Position annotation records:

##########

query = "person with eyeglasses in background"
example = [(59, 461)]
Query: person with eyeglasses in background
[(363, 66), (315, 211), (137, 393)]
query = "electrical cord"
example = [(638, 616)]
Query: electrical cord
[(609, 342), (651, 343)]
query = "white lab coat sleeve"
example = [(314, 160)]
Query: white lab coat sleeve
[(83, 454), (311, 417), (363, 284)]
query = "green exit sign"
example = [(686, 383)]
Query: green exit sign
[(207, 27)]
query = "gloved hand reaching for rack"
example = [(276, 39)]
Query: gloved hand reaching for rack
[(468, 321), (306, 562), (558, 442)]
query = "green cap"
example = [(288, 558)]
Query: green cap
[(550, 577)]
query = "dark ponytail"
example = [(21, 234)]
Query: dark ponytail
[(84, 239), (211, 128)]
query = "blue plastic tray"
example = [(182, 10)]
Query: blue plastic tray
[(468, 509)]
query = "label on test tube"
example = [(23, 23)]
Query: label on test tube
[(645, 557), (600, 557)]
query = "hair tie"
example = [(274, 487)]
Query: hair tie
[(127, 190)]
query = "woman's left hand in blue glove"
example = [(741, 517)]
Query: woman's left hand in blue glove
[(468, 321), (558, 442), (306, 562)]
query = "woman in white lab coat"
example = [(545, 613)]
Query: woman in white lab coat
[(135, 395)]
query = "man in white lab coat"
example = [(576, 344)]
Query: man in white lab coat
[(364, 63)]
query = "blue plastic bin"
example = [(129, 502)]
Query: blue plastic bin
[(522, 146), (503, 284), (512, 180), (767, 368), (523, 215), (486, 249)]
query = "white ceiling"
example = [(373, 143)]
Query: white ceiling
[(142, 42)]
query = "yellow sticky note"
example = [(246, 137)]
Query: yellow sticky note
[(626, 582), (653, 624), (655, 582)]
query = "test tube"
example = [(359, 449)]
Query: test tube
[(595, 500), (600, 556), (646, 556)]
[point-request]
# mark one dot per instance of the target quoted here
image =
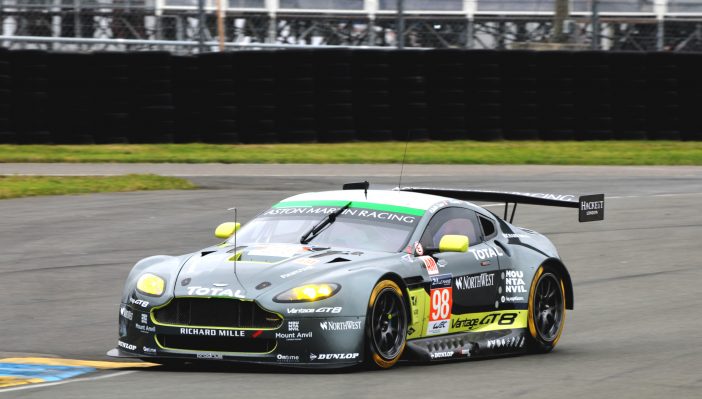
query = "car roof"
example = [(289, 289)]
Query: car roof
[(401, 199)]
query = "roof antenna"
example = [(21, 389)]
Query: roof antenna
[(402, 169), (236, 252), (357, 186)]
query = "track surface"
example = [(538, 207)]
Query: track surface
[(634, 333)]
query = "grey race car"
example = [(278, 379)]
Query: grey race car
[(338, 278)]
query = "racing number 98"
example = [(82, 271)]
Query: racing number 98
[(440, 303)]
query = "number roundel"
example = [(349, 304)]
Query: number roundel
[(440, 303)]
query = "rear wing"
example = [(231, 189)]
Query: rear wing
[(590, 207)]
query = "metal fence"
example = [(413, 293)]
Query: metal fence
[(192, 26)]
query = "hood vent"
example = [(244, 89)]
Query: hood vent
[(337, 260)]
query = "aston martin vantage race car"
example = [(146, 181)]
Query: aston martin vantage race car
[(338, 278)]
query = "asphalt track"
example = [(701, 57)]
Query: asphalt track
[(635, 331)]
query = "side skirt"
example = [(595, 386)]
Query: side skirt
[(467, 345)]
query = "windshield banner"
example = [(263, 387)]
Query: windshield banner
[(351, 213)]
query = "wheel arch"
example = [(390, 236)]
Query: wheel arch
[(567, 283), (401, 283)]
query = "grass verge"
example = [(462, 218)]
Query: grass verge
[(29, 186), (432, 152)]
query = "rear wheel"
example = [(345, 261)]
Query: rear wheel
[(386, 324), (546, 310)]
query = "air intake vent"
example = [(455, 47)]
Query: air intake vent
[(216, 312)]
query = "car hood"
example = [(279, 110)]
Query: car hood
[(248, 272)]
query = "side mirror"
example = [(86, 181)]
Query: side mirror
[(453, 243), (226, 230)]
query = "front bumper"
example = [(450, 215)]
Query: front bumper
[(300, 340)]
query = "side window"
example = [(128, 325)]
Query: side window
[(451, 221), (489, 230)]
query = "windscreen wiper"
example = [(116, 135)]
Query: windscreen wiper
[(316, 229)]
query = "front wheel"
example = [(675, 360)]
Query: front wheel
[(546, 310), (386, 324)]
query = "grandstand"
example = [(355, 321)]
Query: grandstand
[(187, 26)]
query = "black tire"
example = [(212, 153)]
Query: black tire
[(386, 325), (547, 310)]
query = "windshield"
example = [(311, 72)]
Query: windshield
[(367, 229)]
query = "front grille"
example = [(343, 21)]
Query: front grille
[(216, 344), (217, 312)]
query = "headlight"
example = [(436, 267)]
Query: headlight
[(151, 284), (309, 293)]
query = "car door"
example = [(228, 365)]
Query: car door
[(466, 282)]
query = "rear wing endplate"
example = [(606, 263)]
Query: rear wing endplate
[(590, 207)]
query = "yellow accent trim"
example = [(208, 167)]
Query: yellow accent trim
[(205, 351), (153, 319), (6, 382), (532, 326), (453, 243), (226, 229), (151, 284), (50, 361)]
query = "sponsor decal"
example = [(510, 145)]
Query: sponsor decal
[(470, 282), (333, 356), (287, 358), (488, 321), (506, 343), (216, 356), (217, 291), (438, 327), (298, 336), (212, 332), (126, 346), (126, 313), (441, 296), (355, 213), (512, 299), (407, 258), (512, 235), (486, 253), (295, 272), (306, 261), (340, 325), (430, 264), (139, 302), (144, 328), (319, 310), (514, 281), (441, 281), (441, 355), (293, 326), (418, 249)]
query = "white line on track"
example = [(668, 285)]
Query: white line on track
[(68, 381)]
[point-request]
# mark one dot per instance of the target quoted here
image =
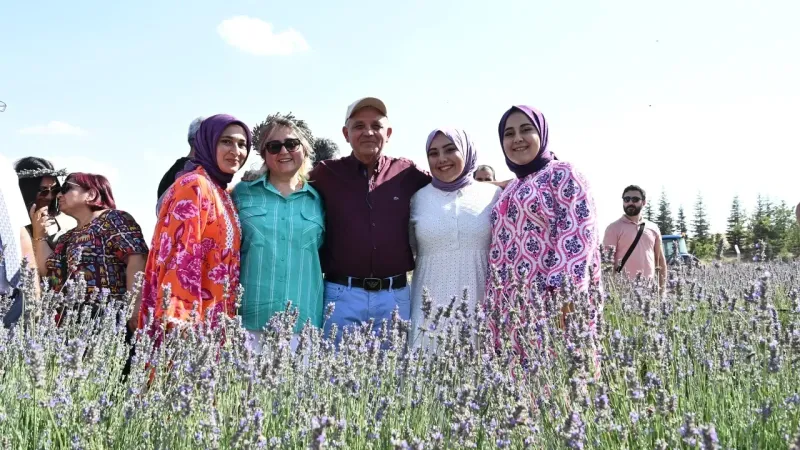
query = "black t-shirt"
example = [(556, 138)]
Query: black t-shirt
[(169, 177)]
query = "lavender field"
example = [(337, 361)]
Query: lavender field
[(711, 364)]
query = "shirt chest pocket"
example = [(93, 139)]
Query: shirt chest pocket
[(258, 225), (312, 224)]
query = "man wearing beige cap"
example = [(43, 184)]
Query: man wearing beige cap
[(367, 196)]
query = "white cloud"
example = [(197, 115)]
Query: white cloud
[(255, 36), (54, 127)]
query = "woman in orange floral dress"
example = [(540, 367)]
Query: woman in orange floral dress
[(195, 247)]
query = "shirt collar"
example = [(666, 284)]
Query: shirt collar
[(381, 164), (263, 182)]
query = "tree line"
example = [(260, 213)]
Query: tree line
[(769, 230)]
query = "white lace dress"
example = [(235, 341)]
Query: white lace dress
[(450, 236)]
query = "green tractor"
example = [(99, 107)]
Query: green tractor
[(676, 252)]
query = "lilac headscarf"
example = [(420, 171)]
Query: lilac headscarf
[(544, 156), (205, 142), (464, 144)]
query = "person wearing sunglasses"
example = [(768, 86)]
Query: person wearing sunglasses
[(39, 184), (197, 239), (283, 225), (177, 166), (15, 244), (106, 247), (636, 241)]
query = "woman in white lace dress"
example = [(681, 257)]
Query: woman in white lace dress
[(450, 228)]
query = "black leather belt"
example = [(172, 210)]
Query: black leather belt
[(370, 284)]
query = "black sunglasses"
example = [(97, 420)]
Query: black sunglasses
[(66, 187), (274, 147), (44, 192)]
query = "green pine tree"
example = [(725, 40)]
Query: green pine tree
[(664, 219), (760, 222), (682, 227), (648, 212), (781, 219), (702, 243), (736, 231)]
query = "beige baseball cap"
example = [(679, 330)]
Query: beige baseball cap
[(364, 102)]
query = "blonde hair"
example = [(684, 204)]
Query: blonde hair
[(303, 135)]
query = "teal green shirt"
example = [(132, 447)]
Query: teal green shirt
[(281, 237)]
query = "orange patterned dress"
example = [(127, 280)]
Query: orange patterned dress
[(195, 250)]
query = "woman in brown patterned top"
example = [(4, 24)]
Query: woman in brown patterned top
[(107, 247)]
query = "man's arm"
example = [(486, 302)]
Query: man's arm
[(661, 264), (500, 184), (26, 249)]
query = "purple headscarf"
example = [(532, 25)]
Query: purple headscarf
[(544, 157), (205, 142), (464, 144)]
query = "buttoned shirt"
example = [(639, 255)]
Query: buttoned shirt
[(367, 218), (281, 237)]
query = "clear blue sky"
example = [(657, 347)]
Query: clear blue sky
[(688, 96)]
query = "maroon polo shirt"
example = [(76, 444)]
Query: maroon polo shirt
[(366, 220)]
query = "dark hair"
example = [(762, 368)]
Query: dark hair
[(99, 185), (634, 187), (484, 167), (29, 184)]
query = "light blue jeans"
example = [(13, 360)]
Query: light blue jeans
[(354, 306)]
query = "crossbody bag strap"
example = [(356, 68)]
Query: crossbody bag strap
[(631, 248)]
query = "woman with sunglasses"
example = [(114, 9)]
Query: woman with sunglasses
[(107, 246), (39, 184), (197, 237), (283, 226)]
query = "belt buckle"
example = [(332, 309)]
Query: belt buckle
[(373, 284)]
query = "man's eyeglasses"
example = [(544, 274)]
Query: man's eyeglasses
[(66, 187), (274, 147), (44, 192)]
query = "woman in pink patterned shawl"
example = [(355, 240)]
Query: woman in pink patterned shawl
[(544, 226)]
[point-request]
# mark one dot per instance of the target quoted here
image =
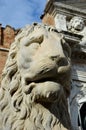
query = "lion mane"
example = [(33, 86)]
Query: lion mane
[(17, 108)]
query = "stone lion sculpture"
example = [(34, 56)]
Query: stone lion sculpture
[(36, 81)]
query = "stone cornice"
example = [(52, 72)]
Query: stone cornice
[(53, 7)]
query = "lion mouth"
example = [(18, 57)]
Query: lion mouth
[(43, 90)]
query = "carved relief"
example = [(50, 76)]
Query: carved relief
[(77, 25), (36, 81)]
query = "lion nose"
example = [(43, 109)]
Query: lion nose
[(63, 63)]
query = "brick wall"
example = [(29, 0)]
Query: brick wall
[(7, 36)]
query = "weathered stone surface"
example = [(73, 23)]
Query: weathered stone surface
[(36, 81), (7, 35)]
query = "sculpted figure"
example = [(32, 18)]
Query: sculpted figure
[(36, 81), (77, 25)]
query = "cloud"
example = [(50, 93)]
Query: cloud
[(18, 13)]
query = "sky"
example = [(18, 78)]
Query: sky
[(18, 13)]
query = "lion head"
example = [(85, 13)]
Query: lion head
[(36, 81)]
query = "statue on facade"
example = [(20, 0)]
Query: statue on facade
[(36, 81), (77, 26)]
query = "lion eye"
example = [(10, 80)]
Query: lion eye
[(66, 49), (38, 39)]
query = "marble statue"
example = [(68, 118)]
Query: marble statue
[(77, 25), (36, 81)]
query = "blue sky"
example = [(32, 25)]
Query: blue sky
[(18, 13)]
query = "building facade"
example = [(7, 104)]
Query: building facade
[(69, 18), (7, 35)]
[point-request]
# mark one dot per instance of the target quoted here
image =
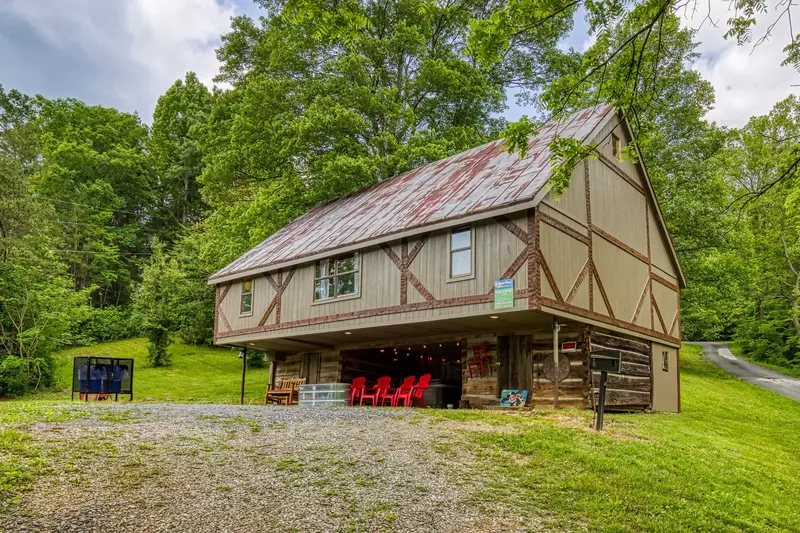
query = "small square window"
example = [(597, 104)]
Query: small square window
[(461, 252), (336, 277)]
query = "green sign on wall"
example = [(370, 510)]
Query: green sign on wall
[(504, 294)]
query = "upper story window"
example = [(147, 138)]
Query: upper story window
[(461, 252), (336, 277), (616, 146), (246, 302)]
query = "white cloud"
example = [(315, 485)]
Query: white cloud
[(747, 81), (134, 49)]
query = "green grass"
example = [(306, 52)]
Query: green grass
[(201, 373), (729, 462)]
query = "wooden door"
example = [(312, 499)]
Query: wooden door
[(516, 363)]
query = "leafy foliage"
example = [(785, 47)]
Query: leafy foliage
[(155, 304), (108, 227)]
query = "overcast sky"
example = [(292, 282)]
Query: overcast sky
[(126, 53)]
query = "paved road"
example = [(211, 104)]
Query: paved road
[(720, 354)]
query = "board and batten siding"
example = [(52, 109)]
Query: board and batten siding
[(430, 292), (604, 253)]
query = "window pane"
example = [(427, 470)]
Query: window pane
[(347, 284), (346, 263), (460, 239), (323, 289), (461, 263), (247, 303), (324, 268)]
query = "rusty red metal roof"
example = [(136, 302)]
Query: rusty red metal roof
[(484, 179)]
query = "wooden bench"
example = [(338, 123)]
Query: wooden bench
[(286, 391)]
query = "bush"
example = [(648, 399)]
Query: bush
[(255, 359), (157, 353), (105, 325), (156, 302)]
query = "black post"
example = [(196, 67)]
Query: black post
[(602, 402), (244, 369)]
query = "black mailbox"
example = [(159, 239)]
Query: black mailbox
[(605, 361)]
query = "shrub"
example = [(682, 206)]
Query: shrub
[(19, 376), (105, 325)]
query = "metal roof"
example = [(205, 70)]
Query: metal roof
[(483, 179)]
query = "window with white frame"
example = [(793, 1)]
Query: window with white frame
[(616, 146), (246, 302), (336, 277), (461, 252)]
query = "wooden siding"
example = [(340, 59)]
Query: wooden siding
[(317, 367), (608, 261), (480, 391), (526, 362), (598, 252), (387, 294), (666, 383)]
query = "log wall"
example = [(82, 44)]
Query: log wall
[(631, 389), (480, 391)]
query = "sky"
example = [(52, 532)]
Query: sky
[(125, 54)]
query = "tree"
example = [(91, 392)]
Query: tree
[(38, 306), (156, 304), (177, 156), (96, 173)]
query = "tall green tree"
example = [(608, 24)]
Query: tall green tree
[(156, 304), (176, 154), (98, 176), (38, 306)]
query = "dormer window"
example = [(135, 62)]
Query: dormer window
[(336, 277), (246, 301), (461, 259)]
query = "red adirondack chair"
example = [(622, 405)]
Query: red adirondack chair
[(356, 388), (415, 394), (374, 394), (404, 388), (480, 361)]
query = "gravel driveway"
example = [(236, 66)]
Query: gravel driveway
[(217, 468), (720, 354)]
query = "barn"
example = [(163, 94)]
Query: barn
[(470, 270)]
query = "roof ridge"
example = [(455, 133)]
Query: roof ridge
[(481, 179)]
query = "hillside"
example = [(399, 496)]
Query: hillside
[(197, 373), (727, 463)]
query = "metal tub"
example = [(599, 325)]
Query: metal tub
[(324, 395)]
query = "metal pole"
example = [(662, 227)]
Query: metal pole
[(556, 328), (244, 369), (602, 401)]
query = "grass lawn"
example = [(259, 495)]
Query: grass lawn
[(728, 462), (197, 373), (785, 368)]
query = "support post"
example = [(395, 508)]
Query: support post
[(601, 407), (244, 370), (556, 380)]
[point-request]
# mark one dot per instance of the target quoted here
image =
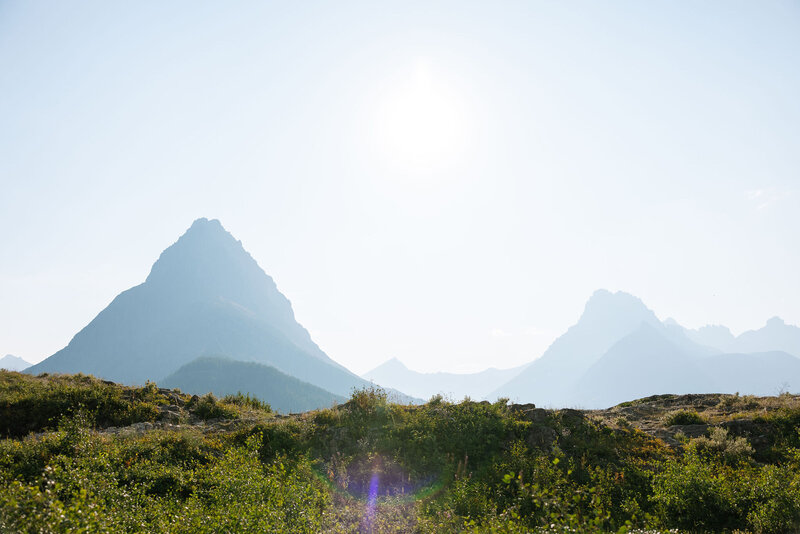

##########

■ Given instruction:
Show each line of the items above that contains the string "tall". Matching is case-sensitive.

■ Answer in full:
query = "tall green tree"
Query: tall green tree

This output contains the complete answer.